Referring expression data
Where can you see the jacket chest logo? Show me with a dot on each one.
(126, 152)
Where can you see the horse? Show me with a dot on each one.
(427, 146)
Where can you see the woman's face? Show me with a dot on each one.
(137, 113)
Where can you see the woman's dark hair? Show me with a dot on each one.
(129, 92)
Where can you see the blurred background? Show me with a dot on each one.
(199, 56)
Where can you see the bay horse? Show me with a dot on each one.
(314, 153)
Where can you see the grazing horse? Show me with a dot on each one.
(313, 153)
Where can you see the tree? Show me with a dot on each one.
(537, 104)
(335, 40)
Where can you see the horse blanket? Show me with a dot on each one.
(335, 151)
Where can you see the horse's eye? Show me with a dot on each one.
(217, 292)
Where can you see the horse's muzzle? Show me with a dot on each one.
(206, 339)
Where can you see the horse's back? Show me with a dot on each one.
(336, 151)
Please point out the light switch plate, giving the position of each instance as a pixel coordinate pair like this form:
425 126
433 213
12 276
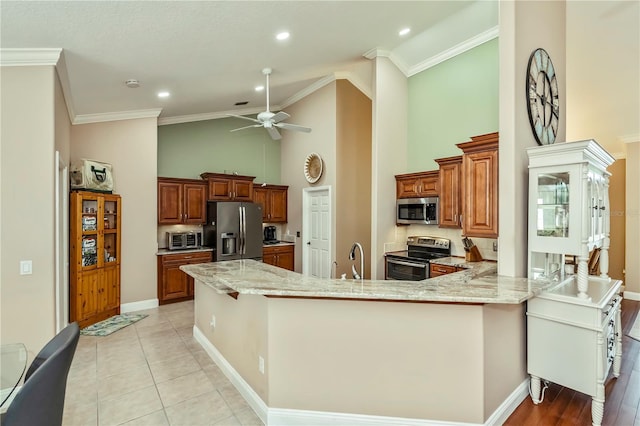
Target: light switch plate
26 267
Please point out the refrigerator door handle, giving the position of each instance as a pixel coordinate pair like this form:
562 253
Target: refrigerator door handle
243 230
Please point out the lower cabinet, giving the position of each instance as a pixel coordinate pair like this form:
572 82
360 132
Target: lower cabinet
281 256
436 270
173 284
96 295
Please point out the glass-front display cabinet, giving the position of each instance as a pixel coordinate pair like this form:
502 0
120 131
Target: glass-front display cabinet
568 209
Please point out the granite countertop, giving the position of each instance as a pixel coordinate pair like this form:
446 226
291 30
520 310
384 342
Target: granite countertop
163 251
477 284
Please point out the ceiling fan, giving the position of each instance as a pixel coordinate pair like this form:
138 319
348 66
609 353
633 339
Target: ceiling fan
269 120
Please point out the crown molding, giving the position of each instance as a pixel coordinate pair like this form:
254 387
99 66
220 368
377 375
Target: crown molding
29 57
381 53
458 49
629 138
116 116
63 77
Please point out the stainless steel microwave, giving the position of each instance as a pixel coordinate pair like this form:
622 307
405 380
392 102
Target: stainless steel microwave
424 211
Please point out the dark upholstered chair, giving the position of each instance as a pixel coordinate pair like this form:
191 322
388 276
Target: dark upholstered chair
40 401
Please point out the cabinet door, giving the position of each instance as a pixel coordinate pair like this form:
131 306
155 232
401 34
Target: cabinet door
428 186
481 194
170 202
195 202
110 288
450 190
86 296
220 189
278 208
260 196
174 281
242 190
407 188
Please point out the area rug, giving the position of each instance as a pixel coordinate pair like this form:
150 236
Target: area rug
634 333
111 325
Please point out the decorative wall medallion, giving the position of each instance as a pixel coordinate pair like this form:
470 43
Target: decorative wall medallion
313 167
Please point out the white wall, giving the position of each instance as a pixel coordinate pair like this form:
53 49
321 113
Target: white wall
* * *
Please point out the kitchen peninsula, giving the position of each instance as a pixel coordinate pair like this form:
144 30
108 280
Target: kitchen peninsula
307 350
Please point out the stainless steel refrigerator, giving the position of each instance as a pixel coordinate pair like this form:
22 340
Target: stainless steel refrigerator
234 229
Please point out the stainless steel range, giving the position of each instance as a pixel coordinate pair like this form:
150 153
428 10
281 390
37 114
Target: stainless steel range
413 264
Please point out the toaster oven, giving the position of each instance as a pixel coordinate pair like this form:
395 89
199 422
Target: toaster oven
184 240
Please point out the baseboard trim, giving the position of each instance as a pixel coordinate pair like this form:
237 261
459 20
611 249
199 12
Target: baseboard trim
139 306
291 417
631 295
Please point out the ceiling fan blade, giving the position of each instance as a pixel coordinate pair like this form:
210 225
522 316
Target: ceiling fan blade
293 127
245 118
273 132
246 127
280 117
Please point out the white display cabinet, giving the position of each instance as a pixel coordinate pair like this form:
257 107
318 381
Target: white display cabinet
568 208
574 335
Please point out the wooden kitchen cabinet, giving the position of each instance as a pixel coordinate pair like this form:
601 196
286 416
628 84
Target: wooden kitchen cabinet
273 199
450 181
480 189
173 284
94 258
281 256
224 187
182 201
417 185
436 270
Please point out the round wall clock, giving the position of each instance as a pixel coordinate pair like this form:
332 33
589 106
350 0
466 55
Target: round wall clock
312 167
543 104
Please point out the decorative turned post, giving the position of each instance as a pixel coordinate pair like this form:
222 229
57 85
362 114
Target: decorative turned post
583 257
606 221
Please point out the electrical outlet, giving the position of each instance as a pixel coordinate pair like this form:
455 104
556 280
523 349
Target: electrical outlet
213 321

- **Work request**: From the records above, transcribe exactly the run of lines that opens with the line holding "Please point out the dark" and closes with the line holding "Target: white wall", both included.

- **Exercise answer**:
Please point out the dark upholstered chair, giving the position of each instance as a pixel coordinate pair like this form:
191 322
388 276
Target: dark upholstered chair
40 401
Please point out the cabinet door, giving the position of each instance as a pixel coordinate pair like this form:
131 306
155 232
401 34
Target: cabinet door
428 186
481 194
170 202
195 202
110 288
450 190
86 296
220 189
278 208
260 196
174 281
242 190
407 188
Please point out the area rug, giving the position of each instance as a pixel coordinate pair like this form:
150 236
Target: area rug
634 333
111 325
Please point out the decorative wall medallion, giving the position of each instance as a pixel coordinate pair like this form:
470 43
Target: decorative wall medallion
313 167
Please point out the white wall, giving the position of each instance as a pixel coordinate pair like this form:
53 49
321 113
Target: white wall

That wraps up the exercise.